#### Work to complete
Your task is to transcribe all the entries exactly, excluding pictures.

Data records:

--- START ---

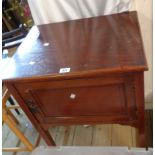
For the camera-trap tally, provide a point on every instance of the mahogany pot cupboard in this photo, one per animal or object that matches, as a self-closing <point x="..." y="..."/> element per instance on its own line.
<point x="85" y="71"/>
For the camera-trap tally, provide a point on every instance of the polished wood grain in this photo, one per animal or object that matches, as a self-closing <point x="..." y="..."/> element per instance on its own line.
<point x="88" y="46"/>
<point x="104" y="85"/>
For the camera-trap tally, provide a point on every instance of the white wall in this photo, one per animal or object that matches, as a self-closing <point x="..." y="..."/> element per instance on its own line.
<point x="144" y="9"/>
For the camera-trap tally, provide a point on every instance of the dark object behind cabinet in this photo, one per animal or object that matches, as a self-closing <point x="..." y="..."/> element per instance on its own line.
<point x="106" y="61"/>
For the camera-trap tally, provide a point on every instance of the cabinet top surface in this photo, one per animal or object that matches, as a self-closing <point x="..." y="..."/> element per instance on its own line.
<point x="98" y="44"/>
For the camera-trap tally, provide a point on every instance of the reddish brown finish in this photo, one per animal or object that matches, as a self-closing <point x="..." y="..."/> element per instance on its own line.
<point x="105" y="84"/>
<point x="101" y="44"/>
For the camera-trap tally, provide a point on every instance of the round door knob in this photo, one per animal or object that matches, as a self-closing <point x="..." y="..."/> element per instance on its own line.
<point x="72" y="96"/>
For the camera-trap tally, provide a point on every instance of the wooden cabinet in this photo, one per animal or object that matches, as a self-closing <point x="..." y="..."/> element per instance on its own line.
<point x="104" y="83"/>
<point x="99" y="96"/>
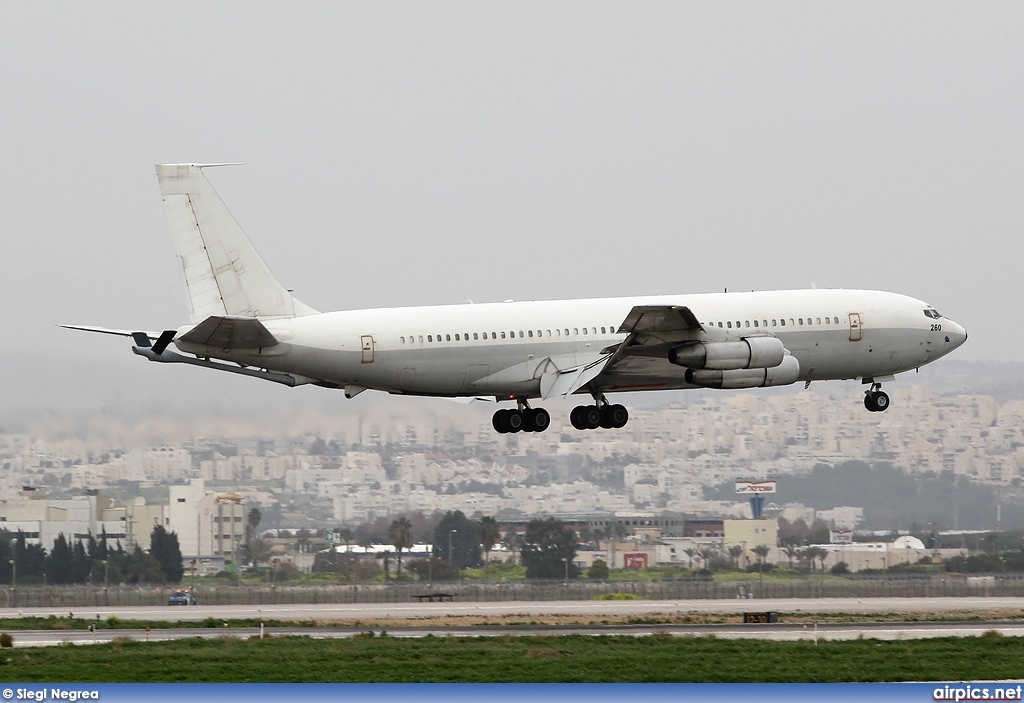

--- END ---

#### Exercise response
For the camera-trap tally, provide a point on every instance of the mahogany pot cupboard in this photo, one per animal or object that matches, as a self-closing <point x="..." y="..."/> element per instance on its own line.
<point x="85" y="71"/>
For the camera-trap tally, provide a point on every instance of the polished wood grain in this photo, one per animal or object that matches, as a self-closing <point x="..." y="..."/> element per instance on its own line.
<point x="88" y="46"/>
<point x="104" y="85"/>
For the camera-trap tally, provide a point on every instance of the white wall in this photo, one per animal or object that matches, as a self-closing <point x="..." y="..."/> element per instance on its own line.
<point x="144" y="9"/>
For the camera-trap tally, provide a point on every instance of the dark object behind cabinet in this photo, one per animal or object that matches, as a self-closing <point x="..." y="..."/> element per instance on its own line.
<point x="106" y="61"/>
For the camera-trap tally, provide a point on every instance of the cabinet top surface in this photo, one per animal or object that matches, as a self-closing <point x="..." y="..."/> element per instance on its own line.
<point x="98" y="44"/>
For the camera-trap tally, provide a point on every instance of the reddish brown finish in this photo, one per animal or object that matches, as a self-closing <point x="..." y="..."/> element per instance on its own line.
<point x="105" y="84"/>
<point x="101" y="44"/>
For the camera-trap tally, provide a point on every instance of the round door knob in this photo, one per animal or object that matches, as a self-closing <point x="..." y="..."/> element per instance on its own line.
<point x="72" y="96"/>
For the camera-trap tally, provide a point on every instance of the wooden cabinet in this photo, one per animal or object that matches, as a self-closing <point x="..." y="..."/> element per instance on its own line.
<point x="104" y="83"/>
<point x="99" y="96"/>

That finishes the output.